• AIM: Repeat each line exactly, leaving nothing out.

(Data listing)
* * *
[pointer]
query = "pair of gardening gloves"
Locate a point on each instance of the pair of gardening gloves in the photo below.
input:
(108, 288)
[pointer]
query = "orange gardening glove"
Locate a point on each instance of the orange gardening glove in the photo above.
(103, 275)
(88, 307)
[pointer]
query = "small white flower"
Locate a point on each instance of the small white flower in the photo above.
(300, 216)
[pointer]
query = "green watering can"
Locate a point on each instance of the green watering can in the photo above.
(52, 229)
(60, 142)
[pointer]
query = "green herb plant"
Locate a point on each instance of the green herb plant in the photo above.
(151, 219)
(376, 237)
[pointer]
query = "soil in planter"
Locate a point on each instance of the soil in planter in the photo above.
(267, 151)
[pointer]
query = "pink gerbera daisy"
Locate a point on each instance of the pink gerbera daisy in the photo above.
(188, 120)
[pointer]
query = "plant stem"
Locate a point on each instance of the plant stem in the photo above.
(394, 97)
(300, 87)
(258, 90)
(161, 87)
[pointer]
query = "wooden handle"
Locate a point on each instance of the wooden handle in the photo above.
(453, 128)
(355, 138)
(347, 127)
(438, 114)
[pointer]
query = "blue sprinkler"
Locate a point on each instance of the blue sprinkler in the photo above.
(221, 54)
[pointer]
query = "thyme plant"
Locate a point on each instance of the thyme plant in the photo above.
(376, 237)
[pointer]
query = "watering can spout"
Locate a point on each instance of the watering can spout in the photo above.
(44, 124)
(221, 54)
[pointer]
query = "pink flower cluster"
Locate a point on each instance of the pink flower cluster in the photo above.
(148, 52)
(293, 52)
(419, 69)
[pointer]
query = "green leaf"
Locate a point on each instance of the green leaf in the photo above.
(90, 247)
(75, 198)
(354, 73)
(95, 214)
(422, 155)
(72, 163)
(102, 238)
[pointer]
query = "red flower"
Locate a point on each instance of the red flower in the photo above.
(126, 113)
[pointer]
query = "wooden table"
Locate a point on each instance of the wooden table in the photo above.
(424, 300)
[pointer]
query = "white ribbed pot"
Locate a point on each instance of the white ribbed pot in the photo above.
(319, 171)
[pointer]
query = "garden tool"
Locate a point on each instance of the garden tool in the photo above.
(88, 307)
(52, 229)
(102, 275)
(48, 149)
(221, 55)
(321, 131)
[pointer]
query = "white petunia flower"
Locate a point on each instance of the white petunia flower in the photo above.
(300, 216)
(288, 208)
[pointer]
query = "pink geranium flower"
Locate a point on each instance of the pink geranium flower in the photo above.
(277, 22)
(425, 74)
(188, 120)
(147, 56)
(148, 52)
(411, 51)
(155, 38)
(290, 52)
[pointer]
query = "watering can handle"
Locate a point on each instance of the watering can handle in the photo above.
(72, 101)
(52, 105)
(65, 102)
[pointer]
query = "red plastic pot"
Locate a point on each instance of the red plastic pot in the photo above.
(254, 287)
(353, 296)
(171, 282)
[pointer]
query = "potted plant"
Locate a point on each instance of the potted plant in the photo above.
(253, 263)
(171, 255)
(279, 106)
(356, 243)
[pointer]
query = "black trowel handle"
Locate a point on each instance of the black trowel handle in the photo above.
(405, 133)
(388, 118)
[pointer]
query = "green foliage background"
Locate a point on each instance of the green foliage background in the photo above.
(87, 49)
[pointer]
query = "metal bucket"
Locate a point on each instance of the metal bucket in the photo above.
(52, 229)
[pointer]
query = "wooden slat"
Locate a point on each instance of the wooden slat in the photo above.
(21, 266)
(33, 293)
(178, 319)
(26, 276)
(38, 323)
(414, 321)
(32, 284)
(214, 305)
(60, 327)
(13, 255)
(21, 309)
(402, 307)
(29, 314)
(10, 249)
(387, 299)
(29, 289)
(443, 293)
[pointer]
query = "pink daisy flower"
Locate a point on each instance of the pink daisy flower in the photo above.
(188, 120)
* * *
• TASK SOLUTION:
[pointer]
query = "pair of gardening gloves"
Locate a point on each instance of the pair of gardening gloves in the photo below.
input:
(108, 288)
[pointer]
query = "orange gardening glove"
Locate a point on each instance of the orange gardening glove in the photo above.
(103, 275)
(88, 307)
[pointer]
query = "small white flower"
Locate a point on each instance of the small white flower in the photo above.
(300, 216)
[pointer]
query = "green watering can"
Locate a point on each instance of the green watering can in the photo above.
(52, 229)
(60, 142)
[pointer]
query = "green herb plant"
Locate a point on each instance of the green herb plant in the photo above.
(151, 219)
(376, 237)
[pointer]
query = "soil in planter"
Locate a point on each instance of the soil in planter in the photo above.
(267, 151)
[pointer]
query = "pink gerbera daisy"
Locate a point on each instance of the pink gerbera daisy in the photo above.
(188, 120)
[pointer]
query = "plant stem"
Locate a point on each instance of the plant stem in the photo above.
(394, 97)
(300, 87)
(258, 90)
(161, 87)
[pointer]
query = "wooden handle"
Locate a point on each instance of the wooden handle in the photo above.
(453, 128)
(355, 138)
(347, 127)
(438, 114)
[pointer]
query = "blue sprinkler"
Locate a point on each instance of the blue sprinkler in the photo above.
(221, 54)
[pointer]
query = "thyme plant"
Locate a point on each instance of the thyme plant in the photo above.
(376, 237)
[pointer]
query = "watering can spout"
Locate a point on each instance of the watering can spout in the photo above.
(44, 124)
(221, 54)
[pointer]
query = "pink flower cluster"
Locate a point on each instance of the pink flower cluster in the photo above.
(148, 52)
(293, 52)
(419, 69)
[pointer]
query = "green leaf"
Locate a point on each instance of the green leaf in the photo above.
(90, 247)
(75, 198)
(354, 73)
(95, 214)
(422, 155)
(72, 163)
(102, 238)
[pointer]
query = "red flower"
Locate a point on each instance of the red flower in the photo above.
(126, 113)
[pointer]
query = "wooden table"
Locate a point on each instance of the wooden table in the photo above.
(424, 300)
[pointer]
query = "white ribbed pot"
Locate a point on each instance of the white ribbed pot in the photo above.
(319, 171)
[pointer]
query = "garden tool"
Locate a point on each instance of the garden tool in the photo above.
(88, 307)
(52, 229)
(102, 275)
(48, 149)
(221, 55)
(321, 131)
[pointer]
query = "white petunia flower"
Locate a point on each instance of the white petunia flower in the photo above.
(300, 216)
(288, 208)
[pointer]
query = "pink geranium flower"
Locate a point on each instance of the pink geranium flower in the photo above.
(277, 22)
(425, 74)
(188, 120)
(147, 56)
(148, 52)
(411, 51)
(155, 38)
(290, 52)
[pointer]
query = "watering can handle"
Locate a point on each instance of the watering can handle in the photo above.
(72, 101)
(52, 105)
(65, 102)
[pointer]
query = "red plastic pot"
Locate a point on each instance of the red plastic pot in the photo above.
(254, 287)
(353, 296)
(171, 282)
[pointer]
query = "potted plant"
Locate a point on each instance of the potted plant in the photo above.
(253, 263)
(171, 255)
(279, 106)
(356, 243)
[pointer]
query = "black trowel handle"
Locate a point on each instance of the black trowel handle in the photo above.
(405, 133)
(388, 118)
[pointer]
query = "green foliage background"
Locate a point on each instance of the green foliage background in the photo above.
(87, 49)
[pointer]
query = "metal bucket"
Locate a point on each instance of the metal bucket in the photo above.
(52, 229)
[pointer]
query = "wooden slat"
Locate a point on each instance of the wooden slat in the photo above.
(21, 266)
(33, 293)
(178, 319)
(26, 276)
(38, 323)
(414, 321)
(32, 284)
(214, 305)
(60, 327)
(13, 255)
(21, 309)
(402, 307)
(29, 314)
(10, 249)
(387, 299)
(29, 289)
(443, 293)
[pointer]
query = "pink daisy flower"
Locate a point on each instance of the pink daisy flower in the photo above.
(188, 120)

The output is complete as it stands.